• _Exercise goal_
Recast the entries as a Markdown table with columns named Row and Line, starting with the line that contains "Where can the bus roof" and going on through the final line of the entries. Number each line in the Row column and leave out blank lines.

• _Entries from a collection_

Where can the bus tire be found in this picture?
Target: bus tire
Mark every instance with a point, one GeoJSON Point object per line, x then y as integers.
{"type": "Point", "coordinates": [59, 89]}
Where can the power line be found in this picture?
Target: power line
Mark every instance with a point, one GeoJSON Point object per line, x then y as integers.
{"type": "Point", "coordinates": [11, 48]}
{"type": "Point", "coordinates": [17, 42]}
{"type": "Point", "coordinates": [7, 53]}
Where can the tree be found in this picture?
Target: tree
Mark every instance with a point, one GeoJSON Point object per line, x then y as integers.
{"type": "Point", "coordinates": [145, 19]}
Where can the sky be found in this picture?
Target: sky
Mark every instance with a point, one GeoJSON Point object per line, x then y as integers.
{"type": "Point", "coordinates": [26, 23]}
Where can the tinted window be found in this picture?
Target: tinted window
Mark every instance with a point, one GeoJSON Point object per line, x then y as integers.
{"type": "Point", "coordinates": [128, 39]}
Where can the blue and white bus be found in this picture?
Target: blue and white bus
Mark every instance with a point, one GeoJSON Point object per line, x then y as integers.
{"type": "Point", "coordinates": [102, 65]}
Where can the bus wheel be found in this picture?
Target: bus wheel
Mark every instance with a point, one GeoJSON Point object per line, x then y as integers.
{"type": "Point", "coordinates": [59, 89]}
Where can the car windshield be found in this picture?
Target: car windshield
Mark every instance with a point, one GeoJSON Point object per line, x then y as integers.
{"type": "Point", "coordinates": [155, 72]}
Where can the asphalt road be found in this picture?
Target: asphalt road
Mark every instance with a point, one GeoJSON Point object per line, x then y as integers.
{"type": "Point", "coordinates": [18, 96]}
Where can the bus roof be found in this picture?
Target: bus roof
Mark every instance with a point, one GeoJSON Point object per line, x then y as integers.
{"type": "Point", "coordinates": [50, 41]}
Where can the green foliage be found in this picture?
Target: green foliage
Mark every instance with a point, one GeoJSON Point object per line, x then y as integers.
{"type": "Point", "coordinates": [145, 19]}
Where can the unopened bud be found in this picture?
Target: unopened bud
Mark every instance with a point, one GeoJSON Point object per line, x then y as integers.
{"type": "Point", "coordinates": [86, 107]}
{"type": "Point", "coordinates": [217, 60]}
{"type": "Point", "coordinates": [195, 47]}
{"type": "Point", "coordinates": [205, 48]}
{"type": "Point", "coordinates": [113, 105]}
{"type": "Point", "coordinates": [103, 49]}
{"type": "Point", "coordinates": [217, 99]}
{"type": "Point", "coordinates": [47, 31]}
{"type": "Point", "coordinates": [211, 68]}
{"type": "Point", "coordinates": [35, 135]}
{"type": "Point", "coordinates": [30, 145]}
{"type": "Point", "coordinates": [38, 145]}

• _Reply_
| Row | Line |
|---|---|
| 1 | Where can the bus roof be found in this picture? |
| 2 | Target: bus roof |
| 3 | Mark every instance with a point, one GeoJSON Point object per line, x then y as integers. |
| 4 | {"type": "Point", "coordinates": [50, 41]} |
| 5 | Where can the green foliage be found in this picture? |
| 6 | Target: green foliage |
| 7 | Mark every instance with a point, one GeoJSON Point object per line, x then y as integers. |
| 8 | {"type": "Point", "coordinates": [145, 19]} |
| 9 | Where can the unopened bud be found in this picture? |
| 10 | Target: unopened bud |
| 11 | Mark every instance with a point, one GeoJSON Point object per line, x then y as integers. |
| 12 | {"type": "Point", "coordinates": [86, 107]} |
| 13 | {"type": "Point", "coordinates": [217, 60]} |
| 14 | {"type": "Point", "coordinates": [195, 47]} |
| 15 | {"type": "Point", "coordinates": [205, 48]} |
| 16 | {"type": "Point", "coordinates": [113, 105]} |
| 17 | {"type": "Point", "coordinates": [103, 49]} |
| 18 | {"type": "Point", "coordinates": [217, 99]} |
| 19 | {"type": "Point", "coordinates": [47, 31]} |
| 20 | {"type": "Point", "coordinates": [211, 68]} |
| 21 | {"type": "Point", "coordinates": [35, 135]} |
| 22 | {"type": "Point", "coordinates": [30, 145]} |
| 23 | {"type": "Point", "coordinates": [38, 145]} |